------ Supplied passage
# Real live bait in hilliard?



## srcasticman (Mar 16, 2005)

Hey guys, i'm new to this message board and man is this cool......i know where everybody is talking about! Anyway, does anyone know if there is a REAL live bait store around the Hilliard area? I know there's Gander Mountain but the bait they sell is definatly not fresh. Thanks ya'll.


-Srcasticman


----------



## esoxhunter (Apr 7, 2004)

the live bait cooler at Gander is full of freshly stocked bait


----------



## bones (Dec 31, 2004)

hi there was a bait store in geogesville that kind of close i dont know if its still there or not.there is on in dublin on 745 and home rd but that could be alot farther.have you ever fished the pond off renner by the school?i have alway wanted to but never have,wondering if its any good


----------



## srcasticman (Mar 16, 2005)

yeah i did....it's alot more shallow than you would expect, also is there any good farm ponds around that anybody knows of and any pay lakes?


----------



## BIGG MAN (Apr 11, 2004)

fisherman's west 5327 west brooard st phone# 614 -878-2505


----------



## bones (Dec 31, 2004)

were about is fishermans west located 5327 west broad is that way past new rome?there is a real nice pond i drive by on the way to work but i dont think you can fish it its between roberts rd and cemetery rd you can see it from 270 does any one know if you can fish it?
------------
------ Record excerpts
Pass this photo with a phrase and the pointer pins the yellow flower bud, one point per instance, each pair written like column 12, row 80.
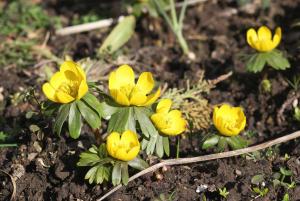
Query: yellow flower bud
column 262, row 40
column 67, row 85
column 124, row 147
column 168, row 122
column 125, row 91
column 229, row 120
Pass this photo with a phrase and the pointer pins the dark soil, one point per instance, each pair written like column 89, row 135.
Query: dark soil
column 44, row 165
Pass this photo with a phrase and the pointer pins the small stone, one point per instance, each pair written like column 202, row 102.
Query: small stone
column 238, row 172
column 18, row 171
column 201, row 188
column 32, row 156
column 37, row 146
column 159, row 176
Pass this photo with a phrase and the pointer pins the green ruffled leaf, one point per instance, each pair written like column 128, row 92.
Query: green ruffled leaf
column 276, row 60
column 107, row 110
column 138, row 164
column 116, row 174
column 75, row 123
column 90, row 115
column 236, row 142
column 61, row 117
column 159, row 147
column 211, row 141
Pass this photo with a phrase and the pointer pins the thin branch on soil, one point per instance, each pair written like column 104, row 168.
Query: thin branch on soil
column 220, row 78
column 287, row 102
column 182, row 161
column 13, row 195
column 106, row 22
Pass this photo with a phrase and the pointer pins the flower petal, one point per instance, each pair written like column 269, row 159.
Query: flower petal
column 57, row 79
column 112, row 143
column 264, row 34
column 159, row 120
column 152, row 98
column 133, row 153
column 64, row 97
column 119, row 97
column 145, row 82
column 138, row 98
column 163, row 106
column 277, row 37
column 123, row 76
column 252, row 37
column 130, row 138
column 82, row 90
column 49, row 92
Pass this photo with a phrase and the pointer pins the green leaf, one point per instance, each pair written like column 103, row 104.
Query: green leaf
column 107, row 110
column 93, row 102
column 116, row 174
column 285, row 171
column 147, row 127
column 61, row 117
column 118, row 36
column 166, row 145
column 124, row 170
column 3, row 136
column 236, row 142
column 138, row 164
column 88, row 159
column 75, row 123
column 90, row 115
column 151, row 145
column 210, row 142
column 222, row 144
column 159, row 147
column 276, row 60
column 256, row 63
column 122, row 120
column 99, row 175
column 90, row 175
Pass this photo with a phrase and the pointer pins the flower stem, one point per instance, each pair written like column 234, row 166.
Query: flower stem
column 178, row 147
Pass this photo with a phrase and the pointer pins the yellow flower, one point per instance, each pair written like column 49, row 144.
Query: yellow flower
column 262, row 41
column 168, row 122
column 124, row 91
column 66, row 85
column 124, row 147
column 229, row 120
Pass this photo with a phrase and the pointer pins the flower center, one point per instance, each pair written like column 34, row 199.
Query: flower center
column 70, row 88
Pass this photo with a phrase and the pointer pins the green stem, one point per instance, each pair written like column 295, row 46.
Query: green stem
column 182, row 42
column 178, row 147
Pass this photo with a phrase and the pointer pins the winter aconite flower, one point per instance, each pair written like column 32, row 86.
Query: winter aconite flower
column 126, row 92
column 262, row 40
column 124, row 146
column 67, row 85
column 229, row 120
column 168, row 122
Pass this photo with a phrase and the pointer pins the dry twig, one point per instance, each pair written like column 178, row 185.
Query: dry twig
column 13, row 194
column 182, row 161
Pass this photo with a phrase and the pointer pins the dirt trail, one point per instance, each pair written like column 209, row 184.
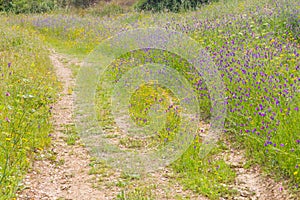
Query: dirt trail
column 250, row 183
column 62, row 172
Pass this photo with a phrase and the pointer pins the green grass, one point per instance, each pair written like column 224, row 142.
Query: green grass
column 255, row 45
column 28, row 88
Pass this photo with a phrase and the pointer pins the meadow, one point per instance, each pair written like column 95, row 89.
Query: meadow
column 254, row 45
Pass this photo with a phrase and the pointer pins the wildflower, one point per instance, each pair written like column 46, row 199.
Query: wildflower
column 7, row 119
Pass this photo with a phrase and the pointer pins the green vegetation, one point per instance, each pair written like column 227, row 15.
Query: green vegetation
column 27, row 88
column 254, row 44
column 167, row 5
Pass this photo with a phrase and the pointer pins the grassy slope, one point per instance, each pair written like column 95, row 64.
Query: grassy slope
column 28, row 87
column 252, row 30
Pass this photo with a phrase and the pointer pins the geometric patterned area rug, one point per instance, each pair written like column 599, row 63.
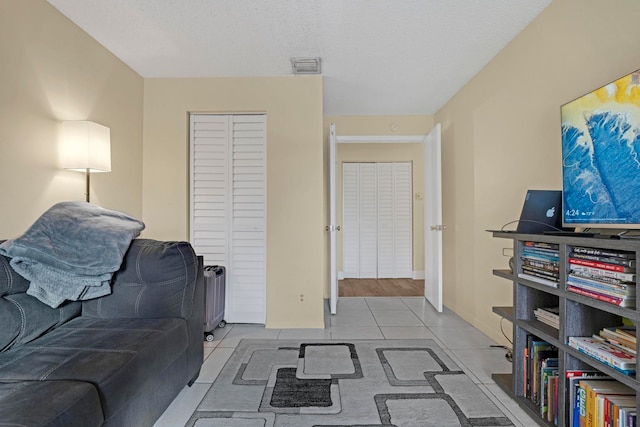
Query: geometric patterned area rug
column 353, row 383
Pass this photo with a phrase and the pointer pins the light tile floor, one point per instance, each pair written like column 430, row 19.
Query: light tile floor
column 366, row 318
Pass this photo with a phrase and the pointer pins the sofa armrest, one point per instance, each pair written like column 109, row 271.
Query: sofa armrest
column 156, row 279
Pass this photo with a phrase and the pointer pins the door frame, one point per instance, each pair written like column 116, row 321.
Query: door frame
column 333, row 228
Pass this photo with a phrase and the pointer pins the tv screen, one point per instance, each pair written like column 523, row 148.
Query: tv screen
column 601, row 156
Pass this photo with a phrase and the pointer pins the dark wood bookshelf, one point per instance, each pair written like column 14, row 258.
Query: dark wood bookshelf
column 579, row 316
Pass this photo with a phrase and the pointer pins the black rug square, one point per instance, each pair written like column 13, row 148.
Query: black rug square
column 291, row 392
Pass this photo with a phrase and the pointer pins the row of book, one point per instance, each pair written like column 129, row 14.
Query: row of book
column 541, row 376
column 597, row 400
column 603, row 274
column 600, row 348
column 541, row 263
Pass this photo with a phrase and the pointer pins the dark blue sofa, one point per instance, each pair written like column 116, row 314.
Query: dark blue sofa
column 117, row 360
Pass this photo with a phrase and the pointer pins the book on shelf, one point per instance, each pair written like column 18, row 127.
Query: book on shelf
column 605, row 353
column 602, row 265
column 548, row 370
column 540, row 272
column 627, row 277
column 616, row 407
column 535, row 353
column 537, row 279
column 610, row 282
column 604, row 252
column 541, row 245
column 626, row 302
column 542, row 254
column 621, row 290
column 542, row 265
column 577, row 402
column 594, row 398
column 608, row 260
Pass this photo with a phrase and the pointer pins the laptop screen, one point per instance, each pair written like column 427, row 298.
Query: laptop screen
column 542, row 211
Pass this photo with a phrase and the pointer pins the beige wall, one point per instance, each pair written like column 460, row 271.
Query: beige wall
column 295, row 226
column 53, row 71
column 382, row 152
column 501, row 136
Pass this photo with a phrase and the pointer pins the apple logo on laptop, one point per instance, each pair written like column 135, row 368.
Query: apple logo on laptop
column 551, row 212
------------
## Exercise instructions
Answer these questions about the forum thread on live bait in Hilliard above, one answer to a line.
(a) Which store does the first poster say sells bait that is not fresh?
(b) At which roads in Dublin does bones place a bait store?
(c) How does srcasticman describe the pond off Renner by the school?

## Task answer
(a) Gander Mountain.
(b) 745 and Home Rd.
(c) It is a lot more shallow than you would expect.